> _Your task_: Each entry is to be given again precisely, and no picture may be carried over.

───── Dataset extract

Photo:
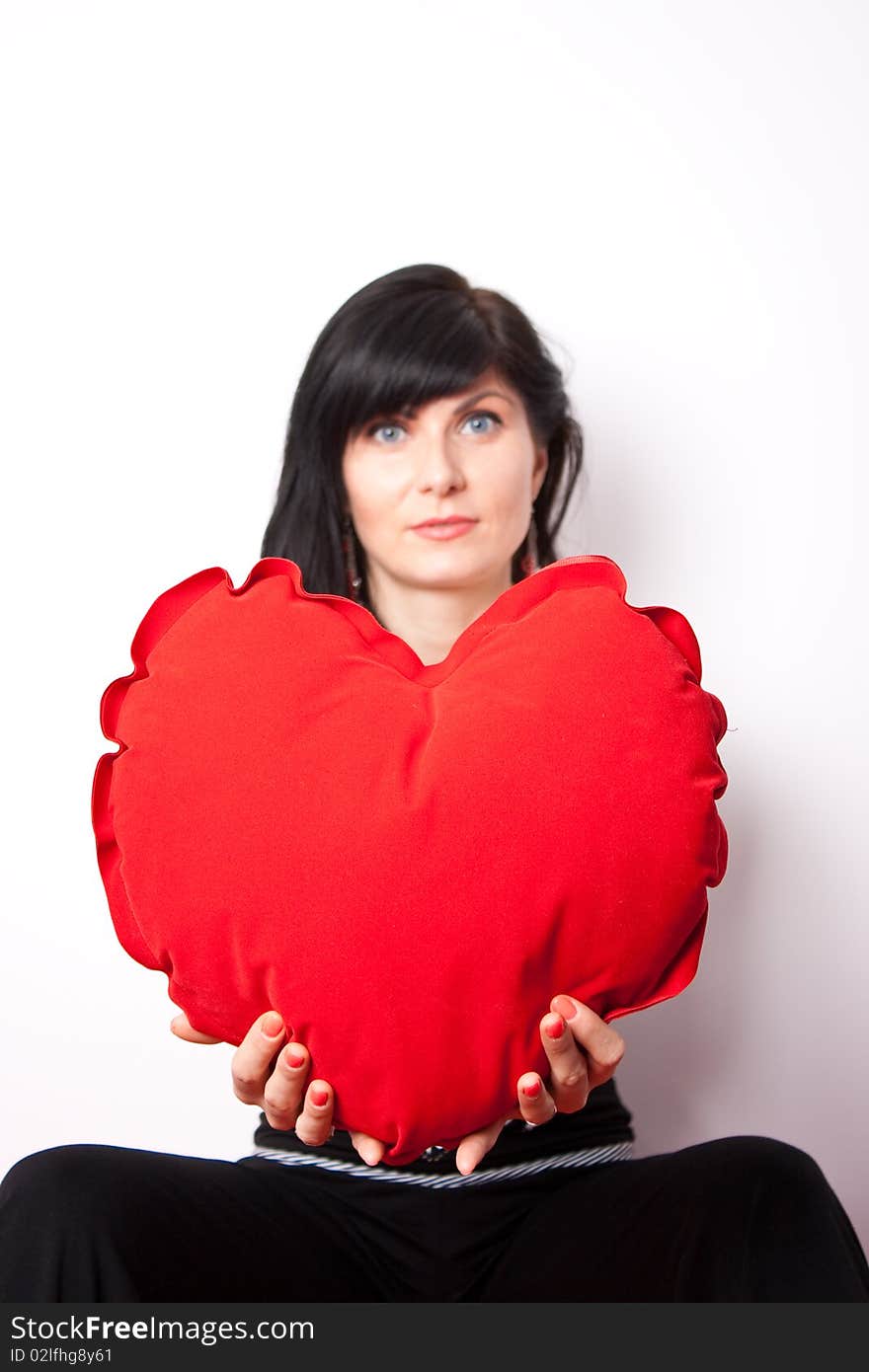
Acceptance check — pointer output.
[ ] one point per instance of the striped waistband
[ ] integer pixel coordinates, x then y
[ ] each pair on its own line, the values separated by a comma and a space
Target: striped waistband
578, 1158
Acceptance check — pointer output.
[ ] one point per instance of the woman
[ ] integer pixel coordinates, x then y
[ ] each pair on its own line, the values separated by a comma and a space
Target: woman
426, 400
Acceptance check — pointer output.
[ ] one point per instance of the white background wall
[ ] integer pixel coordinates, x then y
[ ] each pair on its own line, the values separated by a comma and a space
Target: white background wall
675, 193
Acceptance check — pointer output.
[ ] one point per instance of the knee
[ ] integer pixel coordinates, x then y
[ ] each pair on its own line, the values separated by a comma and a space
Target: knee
771, 1165
60, 1176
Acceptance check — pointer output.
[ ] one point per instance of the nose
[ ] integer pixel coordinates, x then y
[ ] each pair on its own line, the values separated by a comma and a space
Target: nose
438, 465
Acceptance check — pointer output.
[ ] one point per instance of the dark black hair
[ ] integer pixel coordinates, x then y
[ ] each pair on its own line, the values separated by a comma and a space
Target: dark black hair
411, 337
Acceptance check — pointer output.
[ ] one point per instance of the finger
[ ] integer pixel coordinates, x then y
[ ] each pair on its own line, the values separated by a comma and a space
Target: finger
477, 1144
315, 1122
601, 1043
369, 1149
252, 1062
182, 1028
569, 1076
283, 1090
535, 1104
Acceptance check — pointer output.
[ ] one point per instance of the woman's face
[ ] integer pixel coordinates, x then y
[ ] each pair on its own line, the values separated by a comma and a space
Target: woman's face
468, 454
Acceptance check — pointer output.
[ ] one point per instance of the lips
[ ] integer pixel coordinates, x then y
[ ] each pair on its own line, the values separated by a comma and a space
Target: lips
440, 523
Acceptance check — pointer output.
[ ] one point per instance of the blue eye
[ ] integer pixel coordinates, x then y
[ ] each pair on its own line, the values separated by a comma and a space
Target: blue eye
485, 415
393, 424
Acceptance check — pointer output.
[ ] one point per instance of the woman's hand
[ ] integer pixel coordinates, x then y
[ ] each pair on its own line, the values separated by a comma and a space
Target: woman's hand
581, 1059
271, 1075
264, 1076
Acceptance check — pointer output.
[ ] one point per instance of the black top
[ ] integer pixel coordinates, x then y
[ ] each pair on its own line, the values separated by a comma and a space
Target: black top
602, 1119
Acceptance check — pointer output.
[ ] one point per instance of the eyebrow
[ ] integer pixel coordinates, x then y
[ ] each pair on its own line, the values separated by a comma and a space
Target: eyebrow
471, 400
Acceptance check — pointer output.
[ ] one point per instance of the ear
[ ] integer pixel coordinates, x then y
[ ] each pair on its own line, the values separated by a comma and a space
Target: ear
541, 465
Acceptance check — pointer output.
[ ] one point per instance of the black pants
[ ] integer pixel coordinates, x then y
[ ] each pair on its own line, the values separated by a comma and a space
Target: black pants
736, 1219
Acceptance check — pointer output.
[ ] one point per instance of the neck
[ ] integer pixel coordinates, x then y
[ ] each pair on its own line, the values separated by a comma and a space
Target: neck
432, 618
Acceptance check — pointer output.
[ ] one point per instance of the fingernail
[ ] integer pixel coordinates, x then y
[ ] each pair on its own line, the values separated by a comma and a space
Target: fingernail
272, 1027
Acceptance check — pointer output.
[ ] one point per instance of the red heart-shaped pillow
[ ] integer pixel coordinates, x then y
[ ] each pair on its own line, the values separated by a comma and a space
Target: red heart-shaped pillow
409, 861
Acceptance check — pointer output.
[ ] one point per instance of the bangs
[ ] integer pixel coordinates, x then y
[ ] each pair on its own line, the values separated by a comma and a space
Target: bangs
407, 357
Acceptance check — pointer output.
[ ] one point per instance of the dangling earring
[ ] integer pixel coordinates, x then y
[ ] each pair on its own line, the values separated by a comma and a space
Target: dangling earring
528, 562
355, 580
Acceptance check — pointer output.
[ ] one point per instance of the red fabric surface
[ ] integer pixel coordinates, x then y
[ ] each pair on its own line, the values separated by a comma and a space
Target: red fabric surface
409, 861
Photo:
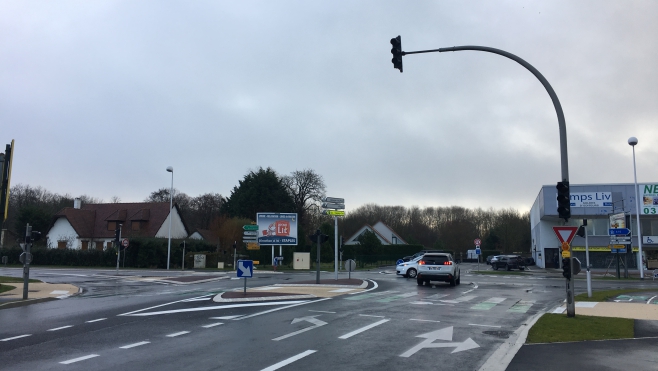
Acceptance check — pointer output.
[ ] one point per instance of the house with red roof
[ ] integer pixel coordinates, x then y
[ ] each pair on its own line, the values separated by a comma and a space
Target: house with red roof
92, 226
384, 233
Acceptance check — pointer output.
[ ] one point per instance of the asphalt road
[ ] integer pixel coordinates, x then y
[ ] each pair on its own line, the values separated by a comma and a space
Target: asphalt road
129, 323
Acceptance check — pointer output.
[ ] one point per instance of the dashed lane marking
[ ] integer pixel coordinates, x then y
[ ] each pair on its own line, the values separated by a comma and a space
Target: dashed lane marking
134, 345
15, 337
59, 328
78, 359
177, 334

──────────

> _Answer_:
Photo:
Acceptance check — pointer output.
[ ] one point per instance of the striped waistband
[ ] integer pixel coordinates, x then y
[ ] each pair on its own line, the values separated by a comma and a space
Target: striped waistband
578, 1158
Acceptance check — pointer output.
[ ] one point per instance of the woman
[ ] integer pixel coordinates, x then y
[ ] each pair on its own line, the values separated by a comma and a space
Target: woman
426, 400
Acceptance check — pointer output.
[ ] one point per instance of the white background wall
[ ] integer pixel coordinates, x then y
[ ] each pair on its own line, the values separated by a comma and a space
Target: white background wall
675, 193
Acceptance check — pointer output.
[ ] one point per instance of the knee
[ ] integer pixel coordinates, x then y
[ ] each pair on its own line, the values separated by a comma and a space
Target: knee
771, 1165
60, 1176
Acceptance check — pointer output.
[ ] one point per instance of the nose
[ ] integer pixel coordinates, x then y
[ ] each pair on its own line, the values separated by a comma and a space
Target: nose
438, 465
Acceptance check — pointer output.
[ ] one point per instance of the dark black hair
[ ] integer pixel coordinates, x then y
[ ] each pair on its own line, the values separated by a comma and a space
Target: dark black hair
411, 337
Acceptance check — pointer output.
[ ] one point per instance of the finger
[ ] integer pixel coordinates, x then y
[ ] each pair on its own line, the values separated by a comma and a space
Target: finger
477, 1144
315, 1122
601, 1043
369, 1149
252, 1062
182, 1028
569, 1076
283, 1090
535, 1104
Acceptance check — pointer output.
[ ] one point per instance of the woman's face
[ ] integer pixel coordinates, x then y
[ ] each pair on its own line, the values separated by a comma and a space
Target: woman's face
468, 454
Acceptance check — pointer output.
[ ] one point per instance of the lips
[ ] integer pixel coordinates, x then y
[ ] each pair on its own line, the values separated by a comma and a space
Target: lips
440, 523
Acceptance check — pointer output.
[ ] one point per instance of the blue eye
[ ] integer pixel coordinates, x then y
[ ] each pair on its own line, the values separated by a comma and a space
Target: blue eye
485, 415
393, 424
Acceptance check — pointer output.
[ ] one point per instance of the woman's hand
[ ] integer pixel coordinates, x then y
[ ] each pair on its own line, the values separated by a comma and a space
Target: woman's hand
581, 1059
271, 1075
264, 1076
Acceptance check — pointer output.
[ ] one point per instance of the black top
[ ] integer pixel coordinates, x then y
[ ] each pair on its own line, the values separated by a comma and a space
Target: black top
602, 1119
Acceptance check — pointer output.
[ ] one point per instance of the eyebrow
[ ] integer pixel coordinates, x then y
[ ] each pair on its own line, the values separated by a comma and a space
Target: eyebrow
471, 400
Acceptance check — pointer output.
[ ] one point per instance of the ear
[ ] integer pixel coordinates, x then y
[ ] each pair on its own line, the values separated by a comma and a space
Target: ear
541, 465
Acceptance check — pointer output.
[ ] one point per instance of the black pants
[ ] integer pixel coordinates, x then y
[ ] each pair on its own line, the values separated by a comma and a space
Target: black pants
736, 1219
Acceptance check — pointer output.
[ ] one point per instance of the neck
[ ] integer pixel coordinates, x then y
[ ] each pair on its own line, the values separated by a comma and a space
Target: neck
432, 618
Acceptance check — pointer output.
[ ] one point per instance of the fingernail
[ ] integer pixel coordinates, x then y
[ ] each pair on its own line, the values separated by a comma and a space
Target: fingernail
272, 1027
Acceptance check — pointer output.
[ ] one point per instance of the red heart-shaped pillow
[ ] integer pixel coordinates, x then y
[ ] each pair on its own line, the values separated by a comma and a space
Target: red heart-shaped pillow
409, 861
Acceptance check — pointer output.
[ ] one point per instance of the bangs
[ ] integer pixel coordinates, x then y
[ ] each pair on its own line, the values separated by a comma and a space
Target: bangs
407, 357
Acceptance check — pointer output.
[ ] one point per instance of the dangling earring
[ ] integer pixel coordinates, x then y
[ ] each pair on its own line, the values separated by a comma and a space
Target: dangling earring
528, 562
355, 580
Acceptance check — pointer output.
[ ] one point per instance of the red fabric surface
[ ] integer pixel coordinates, x then y
[ ] each pair on its own line, the values separated by a comma and a space
Target: red fabric surface
409, 861
Photo:
Acceptance check — pointer output.
[ ] one point per instance of the house with red roof
[ ] integer pixel coordinates, x then y
[ ] each pair on its own line, the values separated by a comma and a space
Target: house with red roof
92, 226
384, 233
Acceptance check — pointer output.
[ ] one point per instance of the asphalt road
[ ] integer pixel coordinates, x then y
[ ] each pair on its own line, the values separated by a comma and a space
Target: asphalt road
129, 323
Acceptance check — pointer output.
[ ] one point per instance of the dashed lane marking
[ ] integer pixel coordinates, x then y
[ ] each pair on its own line, the values separated by a comma and a space
Target: dashed lane marking
134, 345
15, 337
59, 328
78, 359
177, 334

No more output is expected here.